▶ **THE PROBLEM**
Rewrite the lines below with every "Query" renamed to "Target", and leave everything else untouched.

▶ **GIVEN DATA**
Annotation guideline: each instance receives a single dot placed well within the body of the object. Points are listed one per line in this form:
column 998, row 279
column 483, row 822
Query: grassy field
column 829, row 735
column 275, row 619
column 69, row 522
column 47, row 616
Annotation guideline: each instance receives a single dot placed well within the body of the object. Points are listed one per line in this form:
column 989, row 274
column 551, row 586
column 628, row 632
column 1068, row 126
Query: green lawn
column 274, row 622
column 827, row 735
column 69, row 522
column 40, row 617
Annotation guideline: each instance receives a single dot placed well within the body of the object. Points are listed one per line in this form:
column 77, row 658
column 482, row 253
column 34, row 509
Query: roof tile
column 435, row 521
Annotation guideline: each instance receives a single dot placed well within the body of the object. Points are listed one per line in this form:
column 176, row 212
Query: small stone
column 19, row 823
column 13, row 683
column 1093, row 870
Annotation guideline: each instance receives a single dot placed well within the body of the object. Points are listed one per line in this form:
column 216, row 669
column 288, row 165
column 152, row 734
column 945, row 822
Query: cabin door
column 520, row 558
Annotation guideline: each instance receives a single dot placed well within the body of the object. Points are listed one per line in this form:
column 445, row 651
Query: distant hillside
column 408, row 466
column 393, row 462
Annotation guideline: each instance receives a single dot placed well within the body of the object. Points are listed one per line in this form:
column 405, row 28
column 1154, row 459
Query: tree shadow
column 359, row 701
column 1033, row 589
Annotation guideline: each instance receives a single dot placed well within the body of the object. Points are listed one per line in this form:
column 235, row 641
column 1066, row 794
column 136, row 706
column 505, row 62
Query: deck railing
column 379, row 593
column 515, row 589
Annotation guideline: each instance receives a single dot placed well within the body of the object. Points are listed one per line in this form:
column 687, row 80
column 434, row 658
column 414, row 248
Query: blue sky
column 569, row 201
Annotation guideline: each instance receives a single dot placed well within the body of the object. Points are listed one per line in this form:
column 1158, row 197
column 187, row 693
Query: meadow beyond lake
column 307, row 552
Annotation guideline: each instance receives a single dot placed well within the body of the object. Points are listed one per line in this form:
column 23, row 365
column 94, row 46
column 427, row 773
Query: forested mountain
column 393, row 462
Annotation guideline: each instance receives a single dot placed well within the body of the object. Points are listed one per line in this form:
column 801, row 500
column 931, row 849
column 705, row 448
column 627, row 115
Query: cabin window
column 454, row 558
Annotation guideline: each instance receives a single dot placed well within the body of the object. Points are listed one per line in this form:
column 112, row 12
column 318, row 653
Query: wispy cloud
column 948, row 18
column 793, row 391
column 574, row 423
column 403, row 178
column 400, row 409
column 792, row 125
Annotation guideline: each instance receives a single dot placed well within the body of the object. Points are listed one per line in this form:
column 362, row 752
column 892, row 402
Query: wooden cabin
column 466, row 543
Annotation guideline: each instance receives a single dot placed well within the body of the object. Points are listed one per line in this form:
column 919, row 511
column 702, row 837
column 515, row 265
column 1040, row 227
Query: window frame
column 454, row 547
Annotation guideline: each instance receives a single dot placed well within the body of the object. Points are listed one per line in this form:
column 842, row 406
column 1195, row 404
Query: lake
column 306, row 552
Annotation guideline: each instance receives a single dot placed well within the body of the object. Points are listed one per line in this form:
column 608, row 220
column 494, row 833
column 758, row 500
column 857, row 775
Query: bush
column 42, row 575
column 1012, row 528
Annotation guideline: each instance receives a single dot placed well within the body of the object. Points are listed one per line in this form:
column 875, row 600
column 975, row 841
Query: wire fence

▶ **COMPLETED TASK**
Annotation guideline: each instance receives a single dot placed well within the body of the object. Points are listed one per line in this form:
column 998, row 279
column 483, row 822
Target: grassy field
column 829, row 735
column 275, row 619
column 69, row 522
column 47, row 616
Annotation guideline: each instance receives a single dot placed well within the body of the object. Points are listed one per line in this form:
column 989, row 274
column 551, row 586
column 628, row 632
column 1068, row 126
Target: green lawn
column 274, row 622
column 827, row 735
column 69, row 522
column 40, row 617
Annotation guideline: each instance receives a single dot placed well within the body of the object. Points are listed one per line in this form:
column 77, row 658
column 482, row 253
column 34, row 509
Target: roof tile
column 435, row 521
Annotation guideline: each instance receives a single dot placed well within the body of the object. Points are listed one per line in this form:
column 176, row 212
Target: small stone
column 19, row 823
column 13, row 683
column 1093, row 870
Annotation guideline: each instance receives a single dot placed well within the body of the object. Points are listed one per line in this form:
column 216, row 669
column 288, row 165
column 152, row 734
column 945, row 822
Target: cabin door
column 520, row 558
Annotation guideline: each instance receives a single dot placed well within the body of the object. Points are listed one per line in this form:
column 445, row 651
Target: distant hillside
column 408, row 466
column 393, row 462
Annotation guideline: each instance receives a single dot placed well within the body of the object. Points are listed one per line in this form:
column 405, row 28
column 1154, row 459
Target: tree shadow
column 359, row 701
column 1033, row 589
Annotation guideline: each instance receives a single dot placed well within the body of the object. Points are listed one per line in this form:
column 235, row 641
column 1066, row 794
column 136, row 706
column 505, row 62
Target: deck railing
column 379, row 593
column 515, row 589
Annotation guideline: each instance receives a single dot placed well within the body of the object. Points are listed one per line in this form:
column 687, row 80
column 434, row 658
column 414, row 248
Target: blue sky
column 569, row 201
Annotation guideline: each instance receives a single dot placed well within the body of the object. Points are listed one per line in this form:
column 1158, row 197
column 187, row 693
Target: meadow beyond lake
column 307, row 552
Annotation guideline: each instance receives a single dot placed well within the body of the object. Points are listed one per line in this form:
column 23, row 365
column 94, row 46
column 427, row 773
Target: forested mountain
column 393, row 462
Annotation guideline: each instance receives a single dot placed well within the body of the object. Points are listed one per line in this form:
column 801, row 500
column 931, row 849
column 705, row 448
column 627, row 115
Target: cabin window
column 454, row 558
Annotation guideline: each instance receives a single dot placed well within the body of the object. Points are listed one per line in this form:
column 112, row 12
column 318, row 653
Target: wispy cloud
column 948, row 18
column 793, row 391
column 574, row 423
column 403, row 178
column 400, row 409
column 792, row 125
Annotation guideline: each instance receives a single dot placed well within the body of the object. Points are listed one per line in this form:
column 362, row 752
column 892, row 402
Target: wooden cabin
column 466, row 543
Annotation guideline: each instance receives a single dot placed well within the body of the object. Points are listed one per line in this form:
column 919, row 511
column 702, row 837
column 515, row 265
column 1040, row 227
Target: window frame
column 454, row 547
Annotation guideline: each instance receives a single dot placed well within the body of the object. Points are listed one per line in this form:
column 842, row 406
column 1195, row 404
Target: lake
column 306, row 552
Annotation guideline: each instance receives a single dot placed well within the body of the object. Points are listed one per line in this form:
column 608, row 220
column 494, row 833
column 758, row 500
column 857, row 775
Target: bush
column 42, row 575
column 1012, row 528
Annotation guideline: each instance receives a single dot placed well within the body of the object. Points are listed one per line in this form:
column 875, row 600
column 975, row 841
Target: wire fence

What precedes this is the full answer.